THE EXERCISE: Format the part of the listing below running from the line containing "find the flowering" to the line containing "[200,169,212,177]", both included, as a JSON array of strings with one string per line, omitting blank lines.

DATA EXCERPTS:
******************************
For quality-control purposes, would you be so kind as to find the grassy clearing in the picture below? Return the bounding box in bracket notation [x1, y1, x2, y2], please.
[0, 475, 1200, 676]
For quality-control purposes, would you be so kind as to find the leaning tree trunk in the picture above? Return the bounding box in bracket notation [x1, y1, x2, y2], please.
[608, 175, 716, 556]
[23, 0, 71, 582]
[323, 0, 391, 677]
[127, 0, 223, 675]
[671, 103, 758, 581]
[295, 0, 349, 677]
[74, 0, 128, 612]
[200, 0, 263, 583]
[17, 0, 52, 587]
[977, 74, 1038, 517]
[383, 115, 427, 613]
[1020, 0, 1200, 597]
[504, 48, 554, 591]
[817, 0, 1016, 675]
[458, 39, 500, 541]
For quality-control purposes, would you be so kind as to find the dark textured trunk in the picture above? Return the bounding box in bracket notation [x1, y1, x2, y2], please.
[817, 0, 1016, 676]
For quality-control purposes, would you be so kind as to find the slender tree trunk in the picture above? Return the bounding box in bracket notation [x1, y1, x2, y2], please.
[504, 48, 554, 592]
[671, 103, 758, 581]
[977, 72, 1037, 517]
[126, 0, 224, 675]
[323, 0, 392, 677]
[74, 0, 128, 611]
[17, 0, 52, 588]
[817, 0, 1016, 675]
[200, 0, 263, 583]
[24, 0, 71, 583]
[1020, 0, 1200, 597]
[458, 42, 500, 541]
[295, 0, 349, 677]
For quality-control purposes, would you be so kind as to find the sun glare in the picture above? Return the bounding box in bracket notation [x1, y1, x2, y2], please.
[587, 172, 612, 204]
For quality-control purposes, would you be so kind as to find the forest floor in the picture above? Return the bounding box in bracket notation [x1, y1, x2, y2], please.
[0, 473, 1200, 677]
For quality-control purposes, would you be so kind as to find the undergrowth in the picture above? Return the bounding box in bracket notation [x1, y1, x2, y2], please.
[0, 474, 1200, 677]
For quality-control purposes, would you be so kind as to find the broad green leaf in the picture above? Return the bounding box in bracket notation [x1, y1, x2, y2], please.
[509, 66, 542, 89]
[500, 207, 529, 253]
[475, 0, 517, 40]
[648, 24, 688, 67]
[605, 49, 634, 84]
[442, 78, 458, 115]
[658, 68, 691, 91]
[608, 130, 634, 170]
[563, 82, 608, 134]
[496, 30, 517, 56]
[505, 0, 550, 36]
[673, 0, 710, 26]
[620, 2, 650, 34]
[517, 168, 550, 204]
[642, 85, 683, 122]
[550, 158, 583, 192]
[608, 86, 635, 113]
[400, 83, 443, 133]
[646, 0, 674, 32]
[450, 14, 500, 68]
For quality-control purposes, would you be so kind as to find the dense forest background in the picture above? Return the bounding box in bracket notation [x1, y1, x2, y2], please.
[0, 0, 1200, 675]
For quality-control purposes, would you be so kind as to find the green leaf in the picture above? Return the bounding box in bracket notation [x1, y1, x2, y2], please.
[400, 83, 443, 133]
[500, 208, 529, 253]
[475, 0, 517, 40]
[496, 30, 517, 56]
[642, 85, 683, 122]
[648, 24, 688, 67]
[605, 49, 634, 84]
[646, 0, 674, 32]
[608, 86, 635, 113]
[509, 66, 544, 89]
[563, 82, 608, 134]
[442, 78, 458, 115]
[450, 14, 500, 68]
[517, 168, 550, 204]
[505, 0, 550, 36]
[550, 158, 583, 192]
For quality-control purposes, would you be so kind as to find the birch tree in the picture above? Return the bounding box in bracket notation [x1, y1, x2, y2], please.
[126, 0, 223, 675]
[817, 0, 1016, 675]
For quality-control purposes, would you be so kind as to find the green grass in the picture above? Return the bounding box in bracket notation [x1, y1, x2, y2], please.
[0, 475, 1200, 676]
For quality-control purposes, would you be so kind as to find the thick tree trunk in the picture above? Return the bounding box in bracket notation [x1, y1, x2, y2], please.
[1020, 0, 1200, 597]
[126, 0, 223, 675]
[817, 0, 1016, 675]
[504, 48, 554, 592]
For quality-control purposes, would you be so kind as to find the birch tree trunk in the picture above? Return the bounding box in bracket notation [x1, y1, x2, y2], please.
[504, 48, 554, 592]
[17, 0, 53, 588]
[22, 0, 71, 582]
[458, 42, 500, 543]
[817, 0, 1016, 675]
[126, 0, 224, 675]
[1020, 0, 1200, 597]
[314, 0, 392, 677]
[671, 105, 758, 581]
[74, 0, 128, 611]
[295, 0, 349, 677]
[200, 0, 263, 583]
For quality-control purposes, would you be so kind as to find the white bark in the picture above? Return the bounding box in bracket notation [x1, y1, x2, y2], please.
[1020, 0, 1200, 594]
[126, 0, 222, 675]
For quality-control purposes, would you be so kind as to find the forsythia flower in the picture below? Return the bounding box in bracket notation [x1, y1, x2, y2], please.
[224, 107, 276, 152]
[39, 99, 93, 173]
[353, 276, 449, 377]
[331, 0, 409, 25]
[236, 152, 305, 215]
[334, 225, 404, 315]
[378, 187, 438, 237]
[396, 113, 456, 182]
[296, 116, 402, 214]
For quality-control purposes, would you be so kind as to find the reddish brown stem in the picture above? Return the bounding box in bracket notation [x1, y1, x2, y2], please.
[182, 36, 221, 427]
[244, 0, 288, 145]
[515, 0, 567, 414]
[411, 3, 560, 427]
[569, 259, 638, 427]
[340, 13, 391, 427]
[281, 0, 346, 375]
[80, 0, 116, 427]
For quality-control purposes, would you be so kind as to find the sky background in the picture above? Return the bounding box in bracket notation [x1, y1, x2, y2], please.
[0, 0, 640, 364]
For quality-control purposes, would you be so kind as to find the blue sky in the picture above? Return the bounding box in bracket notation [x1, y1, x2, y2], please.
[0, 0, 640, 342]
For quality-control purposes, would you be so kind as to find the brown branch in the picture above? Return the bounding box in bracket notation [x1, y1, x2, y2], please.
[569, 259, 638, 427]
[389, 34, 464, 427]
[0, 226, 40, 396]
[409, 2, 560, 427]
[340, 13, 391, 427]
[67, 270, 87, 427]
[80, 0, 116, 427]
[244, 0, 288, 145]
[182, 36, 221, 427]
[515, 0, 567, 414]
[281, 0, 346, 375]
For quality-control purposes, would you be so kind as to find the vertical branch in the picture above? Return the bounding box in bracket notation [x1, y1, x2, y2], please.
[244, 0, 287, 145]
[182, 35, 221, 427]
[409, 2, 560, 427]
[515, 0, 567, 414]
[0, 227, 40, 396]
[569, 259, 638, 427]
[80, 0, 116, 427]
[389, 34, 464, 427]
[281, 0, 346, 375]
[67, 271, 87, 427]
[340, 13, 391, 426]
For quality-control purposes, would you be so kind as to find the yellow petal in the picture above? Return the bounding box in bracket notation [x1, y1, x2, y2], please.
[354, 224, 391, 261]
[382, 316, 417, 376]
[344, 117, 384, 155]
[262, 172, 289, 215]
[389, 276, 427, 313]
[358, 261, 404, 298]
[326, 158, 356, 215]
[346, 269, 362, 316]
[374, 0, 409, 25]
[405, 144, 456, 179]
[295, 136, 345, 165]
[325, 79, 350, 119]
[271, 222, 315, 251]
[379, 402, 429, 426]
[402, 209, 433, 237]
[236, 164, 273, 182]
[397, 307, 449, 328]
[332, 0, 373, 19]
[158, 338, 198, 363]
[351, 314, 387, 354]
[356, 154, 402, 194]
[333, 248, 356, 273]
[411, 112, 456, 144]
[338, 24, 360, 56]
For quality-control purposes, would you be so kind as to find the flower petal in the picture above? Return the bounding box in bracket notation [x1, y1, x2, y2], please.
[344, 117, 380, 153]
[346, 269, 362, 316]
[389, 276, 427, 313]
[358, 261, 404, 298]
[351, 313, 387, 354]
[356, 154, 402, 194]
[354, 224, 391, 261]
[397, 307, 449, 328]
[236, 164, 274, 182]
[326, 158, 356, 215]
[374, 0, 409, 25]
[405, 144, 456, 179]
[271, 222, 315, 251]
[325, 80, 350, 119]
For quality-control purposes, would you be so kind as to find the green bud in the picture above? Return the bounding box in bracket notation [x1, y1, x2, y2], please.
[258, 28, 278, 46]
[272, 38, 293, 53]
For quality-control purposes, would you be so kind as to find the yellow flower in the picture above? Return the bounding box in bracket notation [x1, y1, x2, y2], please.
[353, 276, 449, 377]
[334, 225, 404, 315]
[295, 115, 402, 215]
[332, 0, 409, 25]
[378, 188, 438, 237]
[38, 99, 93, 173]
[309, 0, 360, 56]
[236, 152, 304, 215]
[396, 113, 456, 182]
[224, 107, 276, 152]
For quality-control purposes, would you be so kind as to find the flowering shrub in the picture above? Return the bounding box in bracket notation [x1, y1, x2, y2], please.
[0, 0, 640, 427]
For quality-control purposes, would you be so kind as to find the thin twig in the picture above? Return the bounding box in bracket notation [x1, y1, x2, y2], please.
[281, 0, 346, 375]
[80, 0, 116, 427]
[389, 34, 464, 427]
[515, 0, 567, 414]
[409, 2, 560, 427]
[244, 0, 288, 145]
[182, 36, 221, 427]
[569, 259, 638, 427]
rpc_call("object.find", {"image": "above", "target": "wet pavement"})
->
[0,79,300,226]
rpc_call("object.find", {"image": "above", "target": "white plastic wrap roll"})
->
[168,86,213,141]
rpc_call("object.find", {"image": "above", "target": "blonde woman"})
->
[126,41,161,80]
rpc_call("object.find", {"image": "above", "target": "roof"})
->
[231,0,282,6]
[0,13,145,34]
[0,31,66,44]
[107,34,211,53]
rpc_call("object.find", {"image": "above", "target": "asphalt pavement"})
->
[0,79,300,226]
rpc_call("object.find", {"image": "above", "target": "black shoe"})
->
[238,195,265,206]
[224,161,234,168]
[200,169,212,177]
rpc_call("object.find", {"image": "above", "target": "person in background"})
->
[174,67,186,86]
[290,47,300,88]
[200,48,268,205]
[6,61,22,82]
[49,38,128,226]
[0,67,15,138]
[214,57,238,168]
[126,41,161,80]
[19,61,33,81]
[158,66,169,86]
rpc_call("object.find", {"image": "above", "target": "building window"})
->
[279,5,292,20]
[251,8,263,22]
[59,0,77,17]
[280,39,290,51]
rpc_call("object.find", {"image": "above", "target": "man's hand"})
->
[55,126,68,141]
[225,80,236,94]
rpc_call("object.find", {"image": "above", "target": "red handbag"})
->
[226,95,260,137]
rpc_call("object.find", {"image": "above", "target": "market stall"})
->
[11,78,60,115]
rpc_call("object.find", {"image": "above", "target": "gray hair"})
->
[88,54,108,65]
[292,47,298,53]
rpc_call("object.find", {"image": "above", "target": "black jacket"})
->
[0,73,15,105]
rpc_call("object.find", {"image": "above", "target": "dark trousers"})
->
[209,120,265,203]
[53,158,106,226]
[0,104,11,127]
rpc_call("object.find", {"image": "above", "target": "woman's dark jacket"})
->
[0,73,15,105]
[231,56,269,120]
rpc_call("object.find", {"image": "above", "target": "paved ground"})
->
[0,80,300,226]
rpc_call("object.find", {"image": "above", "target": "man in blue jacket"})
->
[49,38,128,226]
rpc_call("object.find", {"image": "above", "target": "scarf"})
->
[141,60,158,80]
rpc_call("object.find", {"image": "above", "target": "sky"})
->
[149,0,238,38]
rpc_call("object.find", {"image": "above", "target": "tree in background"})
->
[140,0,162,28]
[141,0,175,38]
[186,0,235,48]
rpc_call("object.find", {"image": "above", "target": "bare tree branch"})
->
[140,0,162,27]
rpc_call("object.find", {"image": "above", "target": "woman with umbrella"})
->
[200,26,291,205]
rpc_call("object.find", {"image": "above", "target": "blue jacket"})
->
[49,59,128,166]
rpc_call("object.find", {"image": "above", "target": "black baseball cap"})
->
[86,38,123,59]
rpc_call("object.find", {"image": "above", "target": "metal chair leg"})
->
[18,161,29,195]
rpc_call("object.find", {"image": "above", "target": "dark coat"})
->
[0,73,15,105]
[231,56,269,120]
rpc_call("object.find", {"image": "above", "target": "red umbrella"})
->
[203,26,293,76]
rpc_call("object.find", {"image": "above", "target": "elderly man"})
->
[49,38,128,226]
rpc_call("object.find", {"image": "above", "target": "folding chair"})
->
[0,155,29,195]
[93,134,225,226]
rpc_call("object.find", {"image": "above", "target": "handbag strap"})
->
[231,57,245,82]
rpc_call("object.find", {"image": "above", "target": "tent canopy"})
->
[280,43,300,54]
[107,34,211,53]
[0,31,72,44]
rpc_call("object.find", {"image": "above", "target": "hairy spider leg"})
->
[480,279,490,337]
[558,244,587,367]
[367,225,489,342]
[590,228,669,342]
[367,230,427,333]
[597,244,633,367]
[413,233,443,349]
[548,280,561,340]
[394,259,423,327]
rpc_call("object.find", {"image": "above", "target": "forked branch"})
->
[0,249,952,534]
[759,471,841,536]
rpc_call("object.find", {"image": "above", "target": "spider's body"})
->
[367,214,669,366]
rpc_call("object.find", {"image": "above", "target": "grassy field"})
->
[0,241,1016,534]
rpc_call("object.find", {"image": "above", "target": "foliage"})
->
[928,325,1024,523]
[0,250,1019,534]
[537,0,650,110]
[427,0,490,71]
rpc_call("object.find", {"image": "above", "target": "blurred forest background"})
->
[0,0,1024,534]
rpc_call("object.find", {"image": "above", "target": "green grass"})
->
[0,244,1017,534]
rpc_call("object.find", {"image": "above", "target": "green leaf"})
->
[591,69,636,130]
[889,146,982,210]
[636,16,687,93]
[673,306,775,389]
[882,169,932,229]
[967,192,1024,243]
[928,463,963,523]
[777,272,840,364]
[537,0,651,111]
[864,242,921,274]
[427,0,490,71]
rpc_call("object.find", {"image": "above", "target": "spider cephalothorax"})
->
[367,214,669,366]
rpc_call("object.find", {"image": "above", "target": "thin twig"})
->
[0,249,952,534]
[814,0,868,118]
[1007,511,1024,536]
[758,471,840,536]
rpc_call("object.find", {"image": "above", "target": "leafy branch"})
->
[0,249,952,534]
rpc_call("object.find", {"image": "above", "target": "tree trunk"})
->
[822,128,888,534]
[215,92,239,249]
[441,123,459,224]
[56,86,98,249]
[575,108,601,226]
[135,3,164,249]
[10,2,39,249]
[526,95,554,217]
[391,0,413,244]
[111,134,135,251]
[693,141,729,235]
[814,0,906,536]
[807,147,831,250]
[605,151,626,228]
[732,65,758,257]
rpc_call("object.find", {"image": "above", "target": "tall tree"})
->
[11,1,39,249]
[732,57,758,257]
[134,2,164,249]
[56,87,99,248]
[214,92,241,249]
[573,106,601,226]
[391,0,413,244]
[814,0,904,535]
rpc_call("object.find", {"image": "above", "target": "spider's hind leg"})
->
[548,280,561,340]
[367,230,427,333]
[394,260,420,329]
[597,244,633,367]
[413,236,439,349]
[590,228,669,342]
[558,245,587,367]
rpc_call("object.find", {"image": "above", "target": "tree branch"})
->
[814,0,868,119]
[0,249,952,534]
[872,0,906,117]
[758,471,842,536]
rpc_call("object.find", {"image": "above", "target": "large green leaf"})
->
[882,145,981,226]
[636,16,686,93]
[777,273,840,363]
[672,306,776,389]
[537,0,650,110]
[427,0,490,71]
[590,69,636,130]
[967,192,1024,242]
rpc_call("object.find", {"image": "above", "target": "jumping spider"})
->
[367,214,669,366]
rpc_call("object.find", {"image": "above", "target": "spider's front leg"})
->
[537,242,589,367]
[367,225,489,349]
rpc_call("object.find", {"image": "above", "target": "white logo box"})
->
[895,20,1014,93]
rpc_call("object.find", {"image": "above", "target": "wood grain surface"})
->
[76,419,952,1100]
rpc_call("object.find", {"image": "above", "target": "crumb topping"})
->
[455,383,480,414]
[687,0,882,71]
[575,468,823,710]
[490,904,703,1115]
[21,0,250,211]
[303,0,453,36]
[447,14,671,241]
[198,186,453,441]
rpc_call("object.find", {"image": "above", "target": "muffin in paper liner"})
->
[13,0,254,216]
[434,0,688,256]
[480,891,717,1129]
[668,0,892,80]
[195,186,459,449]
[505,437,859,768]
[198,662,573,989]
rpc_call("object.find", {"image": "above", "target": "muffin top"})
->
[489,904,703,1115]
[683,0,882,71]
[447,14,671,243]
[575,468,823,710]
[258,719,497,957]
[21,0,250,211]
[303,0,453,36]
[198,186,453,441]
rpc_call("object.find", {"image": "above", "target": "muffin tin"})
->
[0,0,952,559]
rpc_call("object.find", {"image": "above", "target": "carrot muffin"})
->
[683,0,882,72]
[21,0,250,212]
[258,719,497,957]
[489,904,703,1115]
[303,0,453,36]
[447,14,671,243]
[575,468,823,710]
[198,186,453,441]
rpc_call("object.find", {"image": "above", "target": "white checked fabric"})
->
******************************
FINAL RESULT:
[
  "For quality-control purposes, would you be so kind as to find the flowering shrub in the picture above? Return the bounding box in bracket notation [x1, y1, x2, y2], please.",
  "[0, 0, 640, 427]",
  "For quality-control purposes, would you be so kind as to find the thin twig in the picture above? Return the bounding box in bracket notation [x1, y1, x2, y2], please.",
  "[281, 0, 346, 375]",
  "[80, 0, 116, 427]",
  "[389, 34, 464, 427]",
  "[515, 0, 567, 414]",
  "[409, 2, 560, 427]",
  "[244, 0, 288, 145]",
  "[182, 36, 221, 427]",
  "[569, 259, 638, 427]",
  "rpc_call(\"object.find\", {\"image\": \"above\", \"target\": \"wet pavement\"})",
  "->",
  "[0,79,300,226]",
  "rpc_call(\"object.find\", {\"image\": \"above\", \"target\": \"white plastic wrap roll\"})",
  "->",
  "[168,86,213,141]",
  "rpc_call(\"object.find\", {\"image\": \"above\", \"target\": \"blonde woman\"})",
  "->",
  "[126,41,161,80]",
  "rpc_call(\"object.find\", {\"image\": \"above\", \"target\": \"roof\"})",
  "->",
  "[231,0,282,6]",
  "[0,13,145,34]",
  "[0,31,66,44]",
  "[107,34,211,53]",
  "rpc_call(\"object.find\", {\"image\": \"above\", \"target\": \"asphalt pavement\"})",
  "->",
  "[0,79,300,226]",
  "rpc_call(\"object.find\", {\"image\": \"above\", \"target\": \"black shoe\"})",
  "->",
  "[238,195,265,206]",
  "[224,161,234,168]",
  "[200,169,212,177]"
]